• EXERCISE PROMPT:
Apart from the images, output the data below exactly.

• DATA SUPPLIED:

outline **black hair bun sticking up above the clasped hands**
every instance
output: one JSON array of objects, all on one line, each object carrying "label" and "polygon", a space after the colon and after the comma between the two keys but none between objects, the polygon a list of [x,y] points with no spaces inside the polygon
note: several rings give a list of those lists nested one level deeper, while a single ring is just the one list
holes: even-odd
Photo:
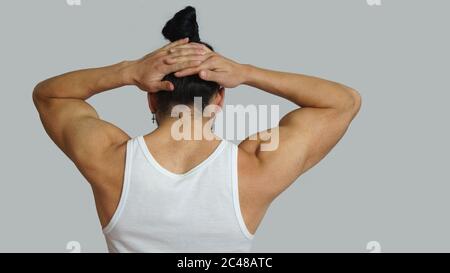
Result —
[{"label": "black hair bun sticking up above the clasped hands", "polygon": [[200,42],[195,8],[187,6],[177,12],[162,30],[162,34],[171,42],[189,37],[189,42]]}]

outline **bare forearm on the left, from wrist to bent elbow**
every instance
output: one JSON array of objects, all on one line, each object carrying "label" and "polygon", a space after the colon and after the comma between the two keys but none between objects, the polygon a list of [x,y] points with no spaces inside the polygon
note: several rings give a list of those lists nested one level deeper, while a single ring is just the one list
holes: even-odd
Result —
[{"label": "bare forearm on the left, from wrist to bent elbow", "polygon": [[33,97],[86,100],[100,92],[132,84],[128,69],[131,63],[83,69],[47,79],[36,86]]}]

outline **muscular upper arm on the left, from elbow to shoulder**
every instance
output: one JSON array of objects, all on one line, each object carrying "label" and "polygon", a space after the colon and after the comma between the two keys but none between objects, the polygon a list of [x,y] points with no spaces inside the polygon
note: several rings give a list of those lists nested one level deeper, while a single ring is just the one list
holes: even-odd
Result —
[{"label": "muscular upper arm on the left, from elbow to shoulder", "polygon": [[47,134],[78,167],[129,138],[118,127],[99,119],[83,100],[46,99],[36,106]]}]

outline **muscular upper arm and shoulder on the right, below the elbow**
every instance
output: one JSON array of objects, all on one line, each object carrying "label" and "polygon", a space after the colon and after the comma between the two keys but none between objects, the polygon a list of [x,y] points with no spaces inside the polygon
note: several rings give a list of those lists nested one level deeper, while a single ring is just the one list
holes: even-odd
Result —
[{"label": "muscular upper arm and shoulder on the right, below the elbow", "polygon": [[[284,116],[279,127],[266,135],[269,140],[245,140],[241,147],[254,154],[258,187],[275,198],[302,173],[324,158],[344,135],[352,117],[335,109],[300,108]],[[259,135],[259,134],[258,134]],[[264,151],[272,142],[275,149]]]}]

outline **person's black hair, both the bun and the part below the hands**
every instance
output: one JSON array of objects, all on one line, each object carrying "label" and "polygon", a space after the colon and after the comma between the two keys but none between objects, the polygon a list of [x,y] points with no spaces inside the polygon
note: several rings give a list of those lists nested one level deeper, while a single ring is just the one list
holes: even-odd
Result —
[{"label": "person's black hair, both the bun and the part below the hands", "polygon": [[[162,34],[171,42],[189,37],[189,42],[202,43],[214,50],[209,44],[200,40],[195,8],[191,6],[177,12],[166,23]],[[175,87],[170,92],[156,93],[158,112],[160,111],[163,115],[170,115],[171,108],[177,104],[192,105],[194,97],[202,97],[204,108],[220,87],[216,82],[202,80],[198,75],[176,77],[174,73],[171,73],[163,80],[172,82]]]}]

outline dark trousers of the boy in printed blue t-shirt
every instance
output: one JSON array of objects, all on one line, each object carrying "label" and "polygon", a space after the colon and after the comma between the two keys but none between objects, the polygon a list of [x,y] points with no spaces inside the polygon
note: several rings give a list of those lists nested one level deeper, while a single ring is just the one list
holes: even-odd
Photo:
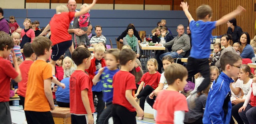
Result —
[{"label": "dark trousers of the boy in printed blue t-shirt", "polygon": [[107,102],[106,108],[100,114],[100,118],[99,118],[100,124],[108,124],[108,119],[112,117],[112,108],[113,108],[112,102]]}]

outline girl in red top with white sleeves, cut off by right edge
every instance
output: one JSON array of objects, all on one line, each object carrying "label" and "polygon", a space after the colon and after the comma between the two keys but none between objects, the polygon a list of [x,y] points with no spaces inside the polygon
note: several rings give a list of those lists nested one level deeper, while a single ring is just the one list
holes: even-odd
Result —
[{"label": "girl in red top with white sleeves, cut off by right edge", "polygon": [[[250,104],[248,104],[250,102]],[[244,105],[238,110],[239,116],[242,118],[245,124],[255,124],[256,119],[256,69],[254,69],[254,78],[252,79],[252,85],[248,92]]]}]

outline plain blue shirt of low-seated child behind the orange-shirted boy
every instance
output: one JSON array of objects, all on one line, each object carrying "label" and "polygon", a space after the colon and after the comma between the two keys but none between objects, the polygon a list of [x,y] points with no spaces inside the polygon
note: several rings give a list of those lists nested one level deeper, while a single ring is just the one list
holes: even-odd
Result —
[{"label": "plain blue shirt of low-seated child behind the orange-shirted boy", "polygon": [[64,78],[62,81],[60,81],[61,83],[65,84],[65,89],[62,89],[62,87],[58,87],[57,91],[55,93],[56,96],[56,101],[58,102],[66,102],[69,103],[70,99],[69,99],[69,79],[70,77]]}]

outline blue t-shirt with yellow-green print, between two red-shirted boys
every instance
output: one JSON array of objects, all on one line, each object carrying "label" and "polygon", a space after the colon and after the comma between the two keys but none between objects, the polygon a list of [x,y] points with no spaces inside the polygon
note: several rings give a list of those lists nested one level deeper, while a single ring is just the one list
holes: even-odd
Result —
[{"label": "blue t-shirt with yellow-green print, between two red-shirted boys", "polygon": [[[113,77],[114,75],[119,71],[119,69],[116,70],[109,70],[107,67],[105,67],[103,73],[100,75],[100,81],[97,83],[102,85],[102,93],[103,93],[103,101],[104,102],[112,102],[113,100]],[[98,71],[96,71],[98,74]]]}]

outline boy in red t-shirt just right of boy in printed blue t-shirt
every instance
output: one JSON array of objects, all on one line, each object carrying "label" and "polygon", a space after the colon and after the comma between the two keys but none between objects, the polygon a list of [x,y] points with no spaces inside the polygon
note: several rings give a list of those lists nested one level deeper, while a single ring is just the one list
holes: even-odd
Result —
[{"label": "boy in red t-shirt just right of boy in printed blue t-shirt", "polygon": [[136,53],[131,49],[123,49],[119,55],[121,69],[113,77],[113,108],[114,124],[136,124],[136,110],[138,116],[144,112],[134,100],[132,91],[136,90],[135,77],[132,71]]}]

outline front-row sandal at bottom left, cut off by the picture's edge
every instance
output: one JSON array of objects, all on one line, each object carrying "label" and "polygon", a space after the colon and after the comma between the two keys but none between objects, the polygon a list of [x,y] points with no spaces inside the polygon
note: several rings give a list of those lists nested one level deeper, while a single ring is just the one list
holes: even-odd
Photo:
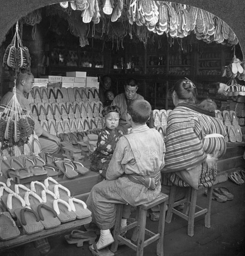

• TASK OUTPUT:
outline **black hair bun sticking up above the clasped hands**
every instance
output: one JSON array of objects, all on one line, each object carrying "label" and "polygon", a space after the colon and after the comma between the two keys but none between objects, the polygon a list of [x,y] points with no spaces inside the polygon
note: several rings give a list of those lists nested one level deeper, while a single ring is just the one list
holes: even-odd
Photo:
Result —
[{"label": "black hair bun sticking up above the clasped hands", "polygon": [[200,42],[195,8],[187,6],[177,12],[162,30],[162,34],[171,42],[189,37],[189,42]]}]

outline **bare forearm on the left, from wrist to bent elbow**
every instance
output: one JSON array of objects, all on one line, each object carrying "label" and "polygon", a space after the colon and after the comma between the two keys but none between objects, the polygon a list of [x,y] points with no spaces inside the polygon
note: several rings give a list of those lists nested one level deeper, while a single ring is just the one list
holes: even-odd
Result —
[{"label": "bare forearm on the left, from wrist to bent elbow", "polygon": [[33,97],[86,100],[100,92],[132,84],[128,69],[131,63],[83,69],[47,79],[36,86]]}]

outline **muscular upper arm on the left, from elbow to shoulder**
every instance
output: one JSON array of objects, all on one line, each object carrying "label" and "polygon", a space after the colon and after the comma between the two keys but none between objects, the polygon a list of [x,y] points with no spaces inside the polygon
note: several rings give a list of those lists nested one level deeper, while a single ring is just the one list
holes: even-odd
Result —
[{"label": "muscular upper arm on the left, from elbow to shoulder", "polygon": [[47,134],[78,167],[129,138],[118,127],[99,119],[83,100],[46,99],[36,106]]}]

outline **muscular upper arm and shoulder on the right, below the elbow**
every instance
output: one JSON array of objects, all on one line, each object carrying "label" and "polygon", a space after the colon and after the comma between the two keys but none between objects, the polygon a list of [x,y] points with no spaces inside the polygon
note: several rings give a list of those lists nested one level deeper, while a single ring is just the one list
holes: even-odd
Result —
[{"label": "muscular upper arm and shoulder on the right, below the elbow", "polygon": [[[284,116],[279,127],[266,135],[269,140],[245,140],[241,147],[254,154],[258,187],[275,198],[302,173],[324,158],[344,135],[352,117],[335,109],[300,108]],[[259,135],[259,134],[258,134]],[[264,151],[272,142],[275,149]]]}]

outline **person's black hair, both the bun and the part below the hands**
every instance
output: one JSON array of objects, all on one line, each object carrying "label" and "polygon", a space after the colon and after the comma between the two keys but none between objects, the polygon a list of [x,y] points with no spaces inside the polygon
note: several rings give a list of those lists nested one level deeper, while a single ring is just the one list
holes: even-odd
Result —
[{"label": "person's black hair, both the bun and the part below the hands", "polygon": [[[162,34],[171,42],[189,37],[189,42],[202,43],[214,50],[209,44],[200,40],[195,8],[191,6],[177,12],[166,23]],[[175,87],[170,92],[156,93],[158,112],[160,111],[163,115],[170,115],[171,108],[177,104],[192,105],[194,97],[202,97],[204,108],[220,87],[216,82],[202,80],[198,75],[176,77],[174,73],[171,73],[163,80],[172,82]]]}]

outline dark trousers of the boy in printed blue t-shirt
every instance
output: one JSON array of objects, all on one line, each object carrying "label" and "polygon", a space after the colon and after the comma between the two keys but none between objects, the polygon a list of [x,y] points with no spaces inside the polygon
note: several rings give a list of those lists nested one level deeper, while a single ring is just the one list
holes: even-odd
Photo:
Result —
[{"label": "dark trousers of the boy in printed blue t-shirt", "polygon": [[107,102],[106,108],[100,114],[100,118],[99,118],[100,124],[108,124],[108,119],[112,117],[112,108],[113,108],[112,102]]}]

outline girl in red top with white sleeves, cut off by right edge
every instance
output: one JSON array of objects, all on one line, each object carrying "label" and "polygon", a space after the colon and after the comma between the two keys but none between objects, the polygon a list of [x,y] points with no spaces inside the polygon
note: several rings give a list of those lists nested one level deeper, while a single ring is just the one list
holes: even-odd
Result —
[{"label": "girl in red top with white sleeves, cut off by right edge", "polygon": [[[250,104],[248,104],[250,102]],[[244,105],[238,110],[239,116],[242,118],[245,124],[255,124],[256,119],[256,69],[254,69],[254,78],[252,79],[252,85],[248,92]]]}]

outline plain blue shirt of low-seated child behind the orange-shirted boy
every instance
output: one JSON array of objects, all on one line, each object carrying "label" and "polygon", a space after the colon and after the comma between the two keys but none between objects, the polygon a list of [x,y] points with no spaces inside the polygon
note: several rings give a list of those lists nested one level deeper, while a single ring is just the one list
holes: even-odd
Result —
[{"label": "plain blue shirt of low-seated child behind the orange-shirted boy", "polygon": [[64,78],[62,81],[60,81],[61,83],[65,84],[65,89],[62,89],[62,87],[58,87],[57,91],[55,93],[56,96],[56,101],[58,102],[66,102],[69,103],[70,99],[69,99],[69,79],[70,77]]}]

outline blue t-shirt with yellow-green print, between two red-shirted boys
every instance
output: one JSON array of objects, all on one line, each object carrying "label" and "polygon", a space after the colon and after the comma between the two keys but none between objects, the polygon a list of [x,y] points with no spaces inside the polygon
note: several rings give a list of those lists nested one level deeper, while a single ring is just the one list
holes: even-odd
Result —
[{"label": "blue t-shirt with yellow-green print, between two red-shirted boys", "polygon": [[[113,77],[114,75],[119,71],[119,69],[116,70],[109,70],[107,67],[105,67],[103,73],[100,75],[100,81],[97,83],[102,85],[102,93],[103,93],[103,101],[104,102],[112,102],[113,100]],[[98,71],[96,71],[98,74]]]}]

outline boy in red t-shirt just right of boy in printed blue t-shirt
every instance
output: one JSON array of objects, all on one line, each object carrying "label" and "polygon", a space after the colon and after the comma between the two keys but none between objects, the polygon a list of [x,y] points with no spaces inside the polygon
note: several rings give a list of those lists nested one level deeper, while a single ring is just the one list
holes: even-odd
Result —
[{"label": "boy in red t-shirt just right of boy in printed blue t-shirt", "polygon": [[136,53],[131,49],[123,49],[119,55],[121,69],[113,77],[113,108],[114,124],[136,124],[136,110],[138,116],[144,112],[134,100],[132,91],[136,90],[135,77],[132,71]]}]

outline front-row sandal at bottom left, cut off by the picture's edge
every instance
output: one JSON array of objects, all on one line, each object carrying "label" and "polygon", a space after the colon and after the comma between the two keys but none between objects, the polygon a list of [x,y] points with no spaces inside the polygon
note: several rings give a list of those lists nested one level deeper, while a single ring is just the one list
holes: even-odd
Photo:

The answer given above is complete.